§ **Written problem**
Convert every line of the entries below into a JSON list of strings, with one string per line and blank lines omitted.

(Point labeling entries)
--- START ---

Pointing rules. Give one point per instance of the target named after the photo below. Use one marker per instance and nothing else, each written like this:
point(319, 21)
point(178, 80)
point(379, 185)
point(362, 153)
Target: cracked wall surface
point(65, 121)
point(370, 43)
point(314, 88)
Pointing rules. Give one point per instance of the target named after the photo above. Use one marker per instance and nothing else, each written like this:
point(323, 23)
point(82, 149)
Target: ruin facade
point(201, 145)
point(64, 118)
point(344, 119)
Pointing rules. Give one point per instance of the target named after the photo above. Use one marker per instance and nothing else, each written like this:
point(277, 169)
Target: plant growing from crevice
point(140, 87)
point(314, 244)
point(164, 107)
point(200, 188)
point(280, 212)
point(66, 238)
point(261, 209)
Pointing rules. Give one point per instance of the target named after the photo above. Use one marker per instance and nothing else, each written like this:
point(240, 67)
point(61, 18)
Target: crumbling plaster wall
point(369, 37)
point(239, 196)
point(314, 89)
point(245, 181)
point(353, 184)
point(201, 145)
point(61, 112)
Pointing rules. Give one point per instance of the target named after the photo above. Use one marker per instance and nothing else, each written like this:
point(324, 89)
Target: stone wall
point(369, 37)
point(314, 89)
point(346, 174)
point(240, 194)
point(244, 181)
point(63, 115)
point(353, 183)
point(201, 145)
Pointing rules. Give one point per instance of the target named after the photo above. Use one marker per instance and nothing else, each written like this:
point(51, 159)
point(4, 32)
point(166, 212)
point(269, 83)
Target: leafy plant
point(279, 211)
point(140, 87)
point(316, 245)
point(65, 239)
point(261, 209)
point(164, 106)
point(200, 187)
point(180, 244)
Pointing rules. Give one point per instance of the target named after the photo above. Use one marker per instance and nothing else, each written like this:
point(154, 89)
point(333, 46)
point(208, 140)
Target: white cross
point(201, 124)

--- END ---

§ **Final answer**
[
  "Pointing rules. Give one point per instance of the target named after the photo below. Use one marker per instance and nothing else, each written like this:",
  "point(319, 21)",
  "point(178, 80)",
  "point(379, 185)",
  "point(362, 153)",
  "Target: cracked wall surface",
  "point(65, 121)",
  "point(370, 43)",
  "point(314, 88)",
  "Pointing rules. Give one point per instance of the target named after the photo above. Use one marker per instance and nothing else, each written like this:",
  "point(323, 23)",
  "point(82, 149)",
  "Target: ruin facade",
  "point(201, 145)",
  "point(64, 118)",
  "point(344, 119)",
  "Pointing rules. Give one point per instance of the target named after the photo above. Use one marker per instance and nothing else, each written like this:",
  "point(277, 169)",
  "Target: plant growing from crevice",
  "point(140, 87)",
  "point(314, 244)",
  "point(164, 107)",
  "point(200, 188)",
  "point(280, 212)",
  "point(66, 238)",
  "point(261, 209)",
  "Pointing rules. Give one point per instance of the target named after the photo above. Use one marker per instance and nothing else, each written like this:",
  "point(240, 67)",
  "point(61, 18)",
  "Target: crumbling plaster wall",
  "point(369, 37)",
  "point(239, 196)",
  "point(314, 89)",
  "point(245, 181)",
  "point(353, 184)",
  "point(201, 145)",
  "point(61, 112)",
  "Pointing rules. Give one point per instance of the target named after the photo above. Use one marker per instance and nothing else, each written like this:",
  "point(324, 89)",
  "Target: stone wall",
  "point(369, 37)",
  "point(314, 89)",
  "point(346, 174)",
  "point(240, 194)",
  "point(244, 181)",
  "point(63, 115)",
  "point(353, 183)",
  "point(201, 145)",
  "Pointing rules. Give one point per instance of the target named after the photo above. Use one marker per instance and nothing else, each written like this:",
  "point(51, 159)",
  "point(4, 32)",
  "point(166, 212)",
  "point(269, 83)",
  "Target: leafy plant",
  "point(279, 211)",
  "point(140, 87)",
  "point(316, 245)",
  "point(65, 239)",
  "point(261, 209)",
  "point(164, 106)",
  "point(200, 187)",
  "point(180, 244)",
  "Pointing rules. Give one point per instance of the target named after the photo above. Use one marker per instance and nothing else, each written like this:",
  "point(154, 89)",
  "point(333, 46)",
  "point(208, 140)",
  "Target: white cross",
  "point(201, 124)"
]